Aim:
From the line containing "Each instance of the dog's eye" to the very last line, repeat everything exactly and add nothing else. Skip the pictures.

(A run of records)
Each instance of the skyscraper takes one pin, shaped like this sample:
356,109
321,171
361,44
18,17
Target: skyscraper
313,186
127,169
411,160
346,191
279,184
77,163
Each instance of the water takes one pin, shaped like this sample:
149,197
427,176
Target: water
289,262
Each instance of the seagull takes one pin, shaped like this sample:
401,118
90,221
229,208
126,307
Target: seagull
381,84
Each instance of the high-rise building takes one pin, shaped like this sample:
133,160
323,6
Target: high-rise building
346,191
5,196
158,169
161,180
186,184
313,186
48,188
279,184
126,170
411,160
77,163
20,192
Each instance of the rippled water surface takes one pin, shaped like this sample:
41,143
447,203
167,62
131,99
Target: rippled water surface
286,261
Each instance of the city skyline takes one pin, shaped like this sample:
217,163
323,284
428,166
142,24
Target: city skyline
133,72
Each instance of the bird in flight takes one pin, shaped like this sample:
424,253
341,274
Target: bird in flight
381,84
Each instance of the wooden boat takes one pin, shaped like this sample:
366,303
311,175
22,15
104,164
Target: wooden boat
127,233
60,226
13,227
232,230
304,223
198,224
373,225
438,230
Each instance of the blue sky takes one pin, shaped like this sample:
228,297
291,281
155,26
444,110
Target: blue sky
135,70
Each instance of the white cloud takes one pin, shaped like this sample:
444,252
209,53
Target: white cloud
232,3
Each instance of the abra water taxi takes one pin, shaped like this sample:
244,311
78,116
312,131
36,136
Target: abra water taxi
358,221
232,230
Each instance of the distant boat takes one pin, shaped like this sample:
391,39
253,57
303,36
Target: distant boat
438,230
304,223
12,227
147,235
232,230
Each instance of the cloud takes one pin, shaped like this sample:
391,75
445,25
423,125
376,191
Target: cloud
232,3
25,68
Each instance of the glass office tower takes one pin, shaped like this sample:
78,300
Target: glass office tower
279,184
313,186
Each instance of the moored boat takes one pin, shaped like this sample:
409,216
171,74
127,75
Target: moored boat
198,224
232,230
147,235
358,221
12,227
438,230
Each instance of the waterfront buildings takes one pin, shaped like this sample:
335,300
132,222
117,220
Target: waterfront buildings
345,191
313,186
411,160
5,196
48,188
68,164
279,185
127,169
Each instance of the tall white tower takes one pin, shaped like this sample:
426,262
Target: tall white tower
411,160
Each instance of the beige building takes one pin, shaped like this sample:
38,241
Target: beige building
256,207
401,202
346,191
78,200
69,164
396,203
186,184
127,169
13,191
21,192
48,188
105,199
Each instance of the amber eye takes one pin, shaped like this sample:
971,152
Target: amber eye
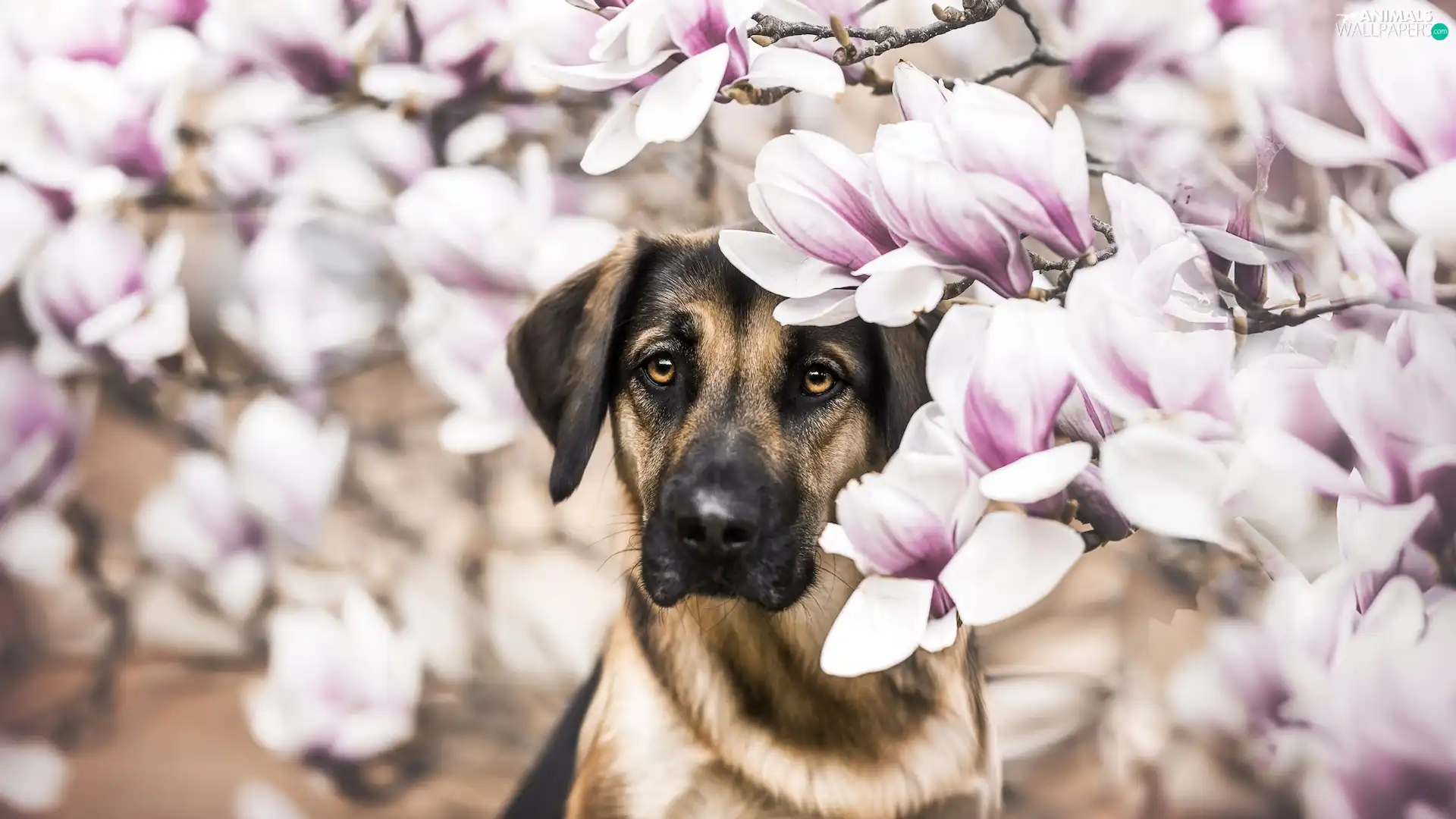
819,381
661,371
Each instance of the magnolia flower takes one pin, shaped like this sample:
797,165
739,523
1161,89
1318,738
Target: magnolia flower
306,39
394,145
91,127
287,466
310,289
814,194
338,687
1372,268
1395,403
38,439
478,229
96,286
457,341
1388,83
1128,347
38,435
259,800
949,224
33,776
25,222
1359,701
928,554
184,14
86,30
248,162
1002,375
1111,41
705,47
459,42
197,523
1031,172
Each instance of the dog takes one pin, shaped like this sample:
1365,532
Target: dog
733,436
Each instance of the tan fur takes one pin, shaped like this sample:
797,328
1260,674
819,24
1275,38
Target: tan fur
717,708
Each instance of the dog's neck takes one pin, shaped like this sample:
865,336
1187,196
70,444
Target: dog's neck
748,686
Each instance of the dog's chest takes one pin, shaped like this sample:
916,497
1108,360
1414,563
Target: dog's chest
644,758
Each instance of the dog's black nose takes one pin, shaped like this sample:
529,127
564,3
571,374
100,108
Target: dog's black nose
714,526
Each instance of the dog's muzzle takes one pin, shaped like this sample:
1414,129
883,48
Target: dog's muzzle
724,528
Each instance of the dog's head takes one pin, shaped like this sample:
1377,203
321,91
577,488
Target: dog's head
733,431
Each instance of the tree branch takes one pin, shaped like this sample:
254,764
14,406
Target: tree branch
769,30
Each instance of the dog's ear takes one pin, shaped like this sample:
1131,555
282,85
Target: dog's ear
561,356
903,385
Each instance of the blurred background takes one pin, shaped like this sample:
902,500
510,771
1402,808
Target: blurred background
322,254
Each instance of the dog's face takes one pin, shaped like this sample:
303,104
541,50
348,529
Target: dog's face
733,433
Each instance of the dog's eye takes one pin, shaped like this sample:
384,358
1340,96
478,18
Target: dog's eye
819,381
661,371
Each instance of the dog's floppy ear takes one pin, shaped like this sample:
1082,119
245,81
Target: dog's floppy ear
903,387
561,356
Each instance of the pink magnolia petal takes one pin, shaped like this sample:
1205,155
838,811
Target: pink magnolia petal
946,369
811,224
1037,475
880,627
677,104
1009,564
1372,267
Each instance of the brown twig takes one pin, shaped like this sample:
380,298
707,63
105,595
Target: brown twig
769,30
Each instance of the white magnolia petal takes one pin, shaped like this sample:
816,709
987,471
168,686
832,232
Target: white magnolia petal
1321,143
1037,475
617,140
826,309
921,96
1427,205
36,547
410,83
1166,483
259,800
162,333
1397,617
777,267
33,776
677,104
941,632
1009,563
109,319
165,261
836,542
797,69
1237,248
899,287
472,433
237,583
372,732
601,76
478,137
880,626
1372,535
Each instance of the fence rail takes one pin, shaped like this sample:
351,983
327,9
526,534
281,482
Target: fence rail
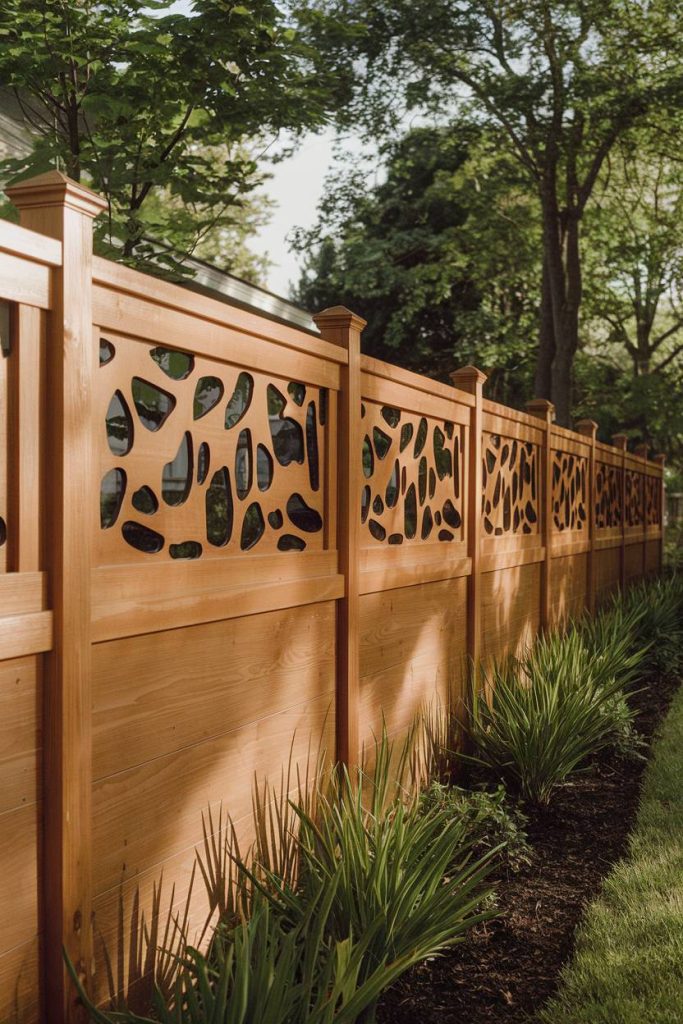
218,532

Solution to the exercise:
Each instance of the dog's eye takes one pin, shaped like this sample:
384,358
1340,96
478,18
Target: dog's eye
819,381
661,371
Each instance of the dog's floppy ear takes one pin, shaped like this sample:
1082,119
245,81
Target: dog's floppy ear
903,387
561,356
Each instance of the pink magnolia petal takes one pin, shaped like this sample:
1205,155
838,811
Target: pink magnolia petal
946,369
811,224
1037,475
880,627
677,104
1009,564
1372,267
Each instance of the brown twig takes one pin, shaped like this sample:
380,298
707,63
105,595
Target: brown twig
769,30
Each instance of the white magnolia petal takes one pin, shaped like this sample:
816,709
987,471
168,686
832,232
Target: white magnolia petal
1321,143
1037,475
617,140
826,309
921,96
1427,205
36,547
410,83
1166,483
259,800
162,333
1397,617
777,267
33,776
677,104
941,632
1009,563
109,319
165,261
836,542
797,69
1237,248
899,287
472,433
237,583
372,732
601,76
478,137
880,626
1372,535
Each instance of the fence rail takes one pin, shaped like this sample:
351,983
327,9
526,534
281,482
Target: fence rail
218,532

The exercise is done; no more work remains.